▸ **Work instruction**
In the excerpt on assisted dying in faith-based institutions, why does Janet Paetkau expect the debate over access to increase? Explain in one to three sentences.

Source extract Block Start

The nursing home has now issued a complaint against Wiebe with the B.C. College of Physicians and Surgeons.
The theme recurred throughout the series (though representatives of faith-based institutions were conspicuous by their absence).
The February 1 interview was with Dr. Jonathan Reggler, another “assessor and provider of medical assistance in dying (MAiD) on Vancouver Island.” He said:
We’re talking about the owner of the bricks and mortar, in this case the Bishop of Victoria, and the board of the hospital saying that an entire community cannot access a legal procedure in that hospital. It’s an appalling situation.
Asked whether he had any sympathy for the conscience of the medical practitioners or medical administrators for the Catholic church, Reggler said:
I have complete sympathy with individual doctors and nurses who do not wish, and cannot because of their faith, take part in medical assistance in dying. . . .
[The health authority] aren’t actually taking part in a procedure. It is simply allowing something to take place in a publicly funded institution.
Reggler was able to respond to a clip from Christopher De Bono of Providence Health Care, but no one from faith-based hospitals was interviewed.
The wrap-up interview involving host Gregor Craigie and series producer Janet Paetkau was instructive. Here is one portion:
Gregor Craigie: We heard about a few controversies in this series as well, the most significant being the access to assisted death in faith-based institutions. What did you take away from that issue?
Janet Paetkau: We heard from Providence Health that offering assisted death contravenes their ethics, and we heard from MAiD provider Dr. Reggler that he thinks this issue is going to court. The issue has been in the news again this week, in Ontario, after a court ruled that doctors who object to assisted dying on moral or religious grounds must provide a referral for patients. So Gregor, I think the attention, the debate around this issue, it’s only going to increase.
Health care in BC, some background
If the CBC isn’t interested in providing even-handed coverage, one will have to look elsewhere for the faith-based perspective. A good start would be Important history behind our health care (January 12) by Paul Schratz, who is editor of The B.C. Catholic and director of communications for the Archdiocese.
The illicit death at a Vancouver Jewish care home, prompting a statement last week from Archbishop Miller, raises important issues of religious freedom, but also the nature of health care in Canada.
A little history sheds some helpful light on both.
Back in 1858, the Sisters of Saint Ann arrived in B.C. from Quebec, ready to bring their teaching ministry to the new colony of Victoria.
No sooner had they arrived than they saw an equally urgent need for health care. Working from a small log cabin near Beacon Hill Park, they began visiting and carrying for the poor, elderly, and sick and dying in their homes. They would even prepare the deceased for burial.

Source extract Block End
Given data Block Start

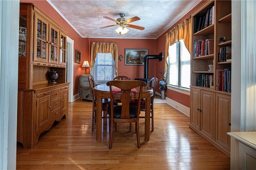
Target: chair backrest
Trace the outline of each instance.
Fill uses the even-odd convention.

Given data Block End

▸ **Problem solution**
Paetkau notes that Providence Health says offering assisted death contravenes its ethics, while Dr. Reggler thinks the issue is going to court. She adds that the issue was in the news again that week after an Ontario court ruled that doctors who object to assisted dying on moral or religious grounds must provide a referral for patients.